### Aim
Would you copy only the lines below, beginning with the one that contains "Target: side window trim" and running through the last entry line?

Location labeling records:

'''

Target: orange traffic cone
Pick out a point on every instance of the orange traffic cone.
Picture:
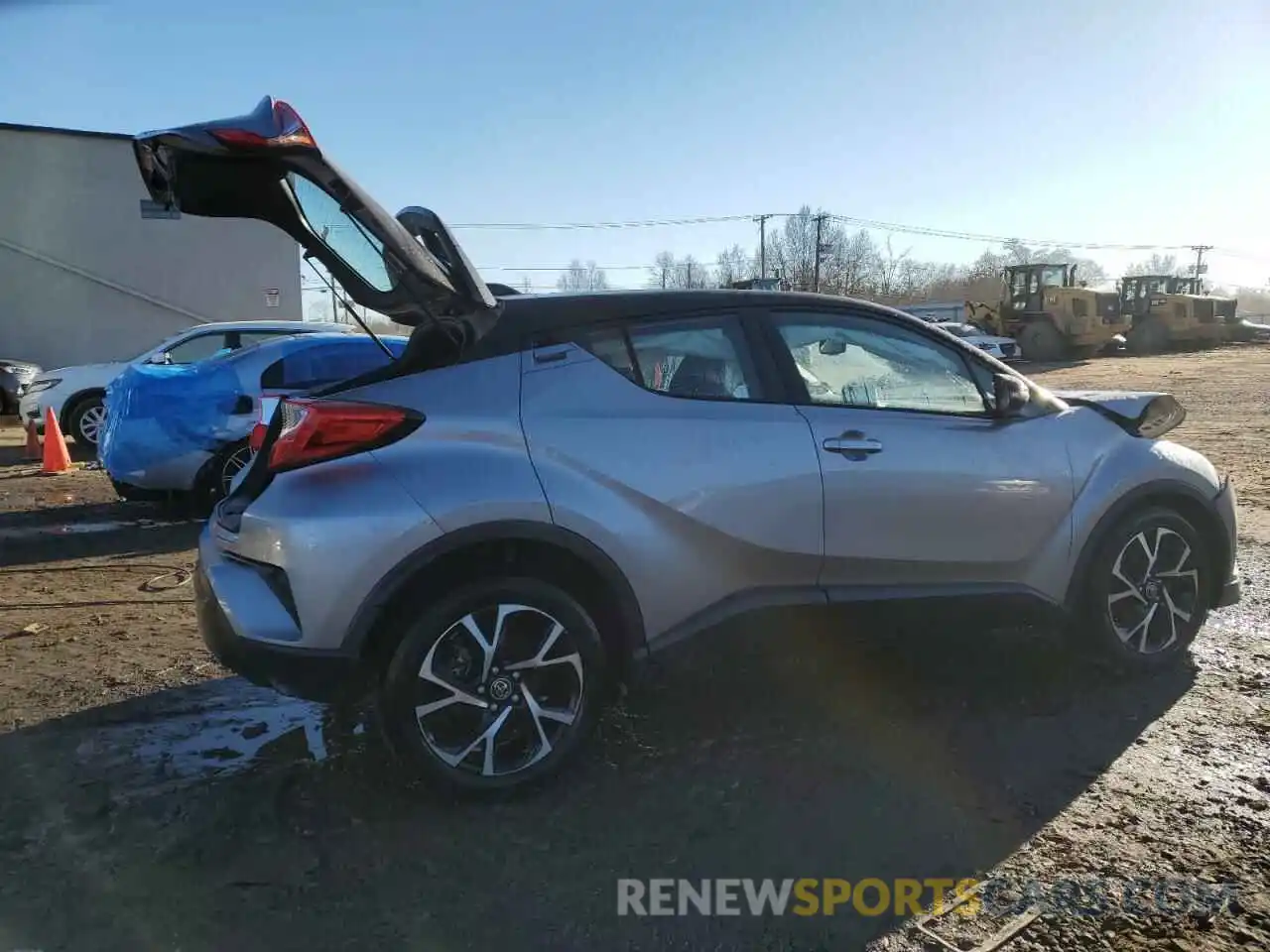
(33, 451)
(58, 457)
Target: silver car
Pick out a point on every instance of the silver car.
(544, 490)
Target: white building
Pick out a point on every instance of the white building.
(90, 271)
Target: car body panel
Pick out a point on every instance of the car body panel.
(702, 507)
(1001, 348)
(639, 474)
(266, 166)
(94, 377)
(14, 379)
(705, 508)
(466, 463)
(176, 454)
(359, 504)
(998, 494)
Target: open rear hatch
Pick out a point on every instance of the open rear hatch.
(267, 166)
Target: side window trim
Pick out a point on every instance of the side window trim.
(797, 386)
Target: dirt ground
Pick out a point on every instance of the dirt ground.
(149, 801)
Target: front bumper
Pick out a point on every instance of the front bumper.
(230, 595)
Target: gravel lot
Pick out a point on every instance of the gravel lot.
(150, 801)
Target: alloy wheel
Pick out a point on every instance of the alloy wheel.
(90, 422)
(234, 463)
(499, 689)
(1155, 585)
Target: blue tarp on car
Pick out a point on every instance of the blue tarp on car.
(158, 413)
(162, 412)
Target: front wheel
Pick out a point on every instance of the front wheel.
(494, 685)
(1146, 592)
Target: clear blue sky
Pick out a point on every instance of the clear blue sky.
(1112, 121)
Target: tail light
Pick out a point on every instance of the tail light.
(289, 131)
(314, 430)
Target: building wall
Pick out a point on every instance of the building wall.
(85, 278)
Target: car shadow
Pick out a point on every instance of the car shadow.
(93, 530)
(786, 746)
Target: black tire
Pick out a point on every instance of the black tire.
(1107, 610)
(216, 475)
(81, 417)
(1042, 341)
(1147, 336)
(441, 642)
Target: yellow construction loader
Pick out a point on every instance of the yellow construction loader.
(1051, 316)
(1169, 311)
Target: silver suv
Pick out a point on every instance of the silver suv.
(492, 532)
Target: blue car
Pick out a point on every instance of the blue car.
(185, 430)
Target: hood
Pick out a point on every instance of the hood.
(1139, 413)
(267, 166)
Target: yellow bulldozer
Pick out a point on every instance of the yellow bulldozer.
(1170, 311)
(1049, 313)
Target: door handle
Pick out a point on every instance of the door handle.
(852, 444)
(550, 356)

'''

### Task result
Target: side window trim
Pick out a point on every instance of the side window trim.
(797, 386)
Target: dirt ground
Pick out a point on every instance of the dirt ground.
(149, 801)
Target: front bumper
Pick out a point on every instance of the front bumper.
(230, 595)
Target: gravel lot
Pick out a point on every instance of the gravel lot.
(150, 801)
Target: alloy wheel
Pick out a point on every instance of the alloy wheel.
(90, 422)
(234, 463)
(499, 689)
(1155, 585)
Target: blue tarp on car
Pick out a point on every instance of the blue tarp on car.
(158, 413)
(162, 412)
Target: front wheel
Pick out a point on every instance of the front wheel.
(494, 685)
(1146, 592)
Target: clear blue sky
Pick out a point on every instance of the clear blue sky.
(1112, 121)
Target: tail light
Pick out a point on every instance of the tail light.
(289, 131)
(314, 430)
Target: building wall
Pick out a point on every instance of the building wall.
(85, 278)
Target: car shadow
Pick out a point on every instance of the car shadow.
(93, 530)
(786, 746)
Target: black tire
Pick out a point on every instance of the black tire.
(1107, 610)
(216, 475)
(81, 417)
(1042, 341)
(1147, 336)
(441, 642)
Target: yellow construction loader
Pick out a point on every instance of the yellow construction loader.
(1051, 316)
(1169, 311)
Target: silver suv
Pick out a point on every instance of the silver suv.
(492, 532)
Target: blue car
Pick out a point on every instance of the blue car.
(185, 430)
Target: hood
Pick out a point on every instance of the hood.
(1139, 413)
(267, 166)
Target: yellow bulldozer
Pick out a point on every instance of the yellow bulldozer.
(1170, 311)
(1049, 313)
Target: door handle
Pick out a point on every instance of the door handle.
(852, 444)
(550, 356)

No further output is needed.